Task instructions:
A) Answer these questions from the piece on PTSD and service members' families:
(i) Which parents does the writer say they will speak about specifically, and why?
(ii) What three reasons does the writer give for why many service men and women suffer in silence?
(iii) Was Chad married, and how many children did he have?
B) Do these statements agree with the piece on PTSD and service members' families? For each, answer yes or no and quote the words that settle it.
(i) Helping these families requires spending money.
(ii) The writer thinks most marriages make it through PTSD.
(iii) The children of these service men and women may blame themselves.
C) Continue the piece on PTSD and service members' families from its last sentence.

Selected excerpt:
──────────────────────────────
Our service men and women that are diagnosed and suffering with PTSD are not the only ones suffering. Have you ever stopped to think what this does to their family and close friends? Moms and dads have to watch their child suffer and feel there is nothing they can do. Spouses watch and many times are pushed away and feel helpless and abandoned. The children of these service men and women don't understand. All they know is mommy or daddy is different now and they just can't figure out why and there is always that chance they may even blame themselves.
We as a Nation owe it to these service men and women and their families to do all we can do to help them. It could be a simple card/letter, an encouraging word, a shoulder to lean on, an ear to listen, anything. It doesn't even have to cost you money or that much time. It would be amazing to these folks that are suffering just to know there are people out there that do really care about what they are going through.
I can only imagine how alone each of these people must feel at times and I think that is what breaks my heart the most. I would never want them to think they have no one to turn to.
It has been my experience so far that many of our service men and women suffering chose to suffer in silence for several reasons (I believe). One, I believe they don't want to burden their families any more than they feel they may have already done. Second, I'm not sure they know how to take that first step and just open up. Third and probably most importantly, I believe they view this as a weakness and they have been trained not to show weakness and to be brave and strong at all times. This makes me sad.
They have been trained physically and emotionally to be protectors. How can they lean on someone else, especially family and friends, if they continue to feel it is their "duty" to protect them? I believe many of them feel this way. I could be wrong, but based on the ones I've talked to, I don't think I am.
Stop and think how these parents must feel. I will speak specifically about the moms as those are the ones I've actually spoken to so far. They not only feel helpless, but they feel a since of failure and abandonment. You might ask yourself why since they didn't cause this. Well, speaking as a mom, it is our job to protect and care for your child regardless his/her age. I know for me, it wouldn't have matter how old Chad was or if he were married (which he was) or how many children he had (which were none), I would have still done anything and everything to take care of him and make sure he was healthy, happy, and just ok. I believe all moms have that in them, always.
As for spouses, can you imagine? First, the love of their life is different and sometimes very different than the man or woman they married. They want to continue to love them and help them through this and feel helpless I'm sure. Think about it, they know their spouse is different and sometimes someone with PTSD can be mean, certainly angry at times and depressed. It may take them months or years to figure out this is the issue. Can you imagine what a toll this would take on a marriage and sadly, I'm afraid, most don't make it through this. It takes a mighty strong couple who are determined despite anything thrown their way, they will make this marriage work. However, I can tell you, that is easier said than done when you feel there is no way out or no help for the situation.
──────────────────────────────
Entries shown:
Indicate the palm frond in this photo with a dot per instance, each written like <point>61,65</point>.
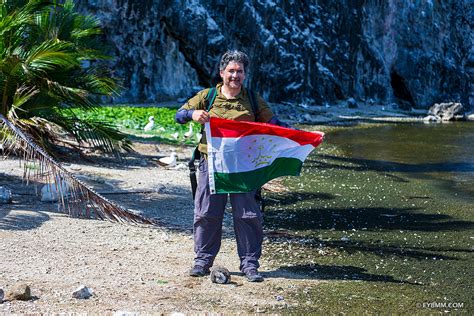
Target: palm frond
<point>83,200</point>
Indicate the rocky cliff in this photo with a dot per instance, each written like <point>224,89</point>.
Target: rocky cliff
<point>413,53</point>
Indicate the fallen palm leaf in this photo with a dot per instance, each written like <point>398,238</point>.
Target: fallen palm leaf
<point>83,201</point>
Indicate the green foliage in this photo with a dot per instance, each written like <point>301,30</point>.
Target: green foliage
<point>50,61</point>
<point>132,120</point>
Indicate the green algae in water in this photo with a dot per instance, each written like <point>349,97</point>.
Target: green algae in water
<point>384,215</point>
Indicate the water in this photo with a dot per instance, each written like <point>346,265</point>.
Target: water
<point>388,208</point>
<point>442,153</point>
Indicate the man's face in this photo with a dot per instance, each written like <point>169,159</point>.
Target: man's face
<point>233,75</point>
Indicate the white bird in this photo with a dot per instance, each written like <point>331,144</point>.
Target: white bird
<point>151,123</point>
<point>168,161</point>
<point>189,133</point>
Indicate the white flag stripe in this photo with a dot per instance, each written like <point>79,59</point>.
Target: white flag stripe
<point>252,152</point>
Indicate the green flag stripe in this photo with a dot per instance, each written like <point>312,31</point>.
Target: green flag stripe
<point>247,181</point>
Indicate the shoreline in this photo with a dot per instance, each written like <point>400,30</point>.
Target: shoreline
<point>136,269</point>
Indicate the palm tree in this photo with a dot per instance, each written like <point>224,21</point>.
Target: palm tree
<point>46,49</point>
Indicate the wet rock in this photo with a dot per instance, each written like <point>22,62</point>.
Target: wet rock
──────────────────────────────
Task-by-task outputs:
A)
(i) The moms, because those are the ones the writer has actually spoken to so far.
(ii) They don't want to burden their families any more than they feel they already have. They may not know how to take that first step and open up. They view it as a weakness, since they have been trained not to show weakness and to be brave and strong at all times.
(iii) He was married and had no children.

B)
(i) No: "It doesn't even have to cost you money or that much time."
(ii) No: "most don't make it through this."
(iii) Yes: "there is always that chance they may even blame themselves."

C)
There is hope and there is a way out. There are so many organizations out there willing and waiting to help. There are support groups not only for the service member, but for the families as well. Please take advantage of these resources. If these organizations are anything like our Wings for Our Troops, they are desperate to help. We long for the next service member to send home and when we go months without one request it gets disheartening. I am certain that is how these other organizations must feel.
I was recently told that there is a military veteran that is looking into a business to train dogs that can sense when someone is about to have an episode or show symptoms of PTSD and will prompt the service member to take his/her medication. Now I also have to tell you that I have yet to find such an organization out there, but I will continue to look. I did, however, find that there are PTSD dogs that have been trained to be companions and they are seeing that it helps the patient cope when he/she has one of these dogs. I'm not much of a dog lover (ok, not at all), but if this is something that helps our service men/women suffering with PTSD, I'm all for it. I have a few links below that you are welcome to check out and see if any of these are a fit for you.
By all means, if you are a service member and you have been diagnosed or feel you may be having symptoms of PTSD, talk to someone. If you don't want to speak to your family or friends then find someone else. I am an email or post away and there are so many out there with open arms ready to help lift you up. That is certainly the first step in truly getting the help you need to live a long, healthy, and happy life. You deserve it!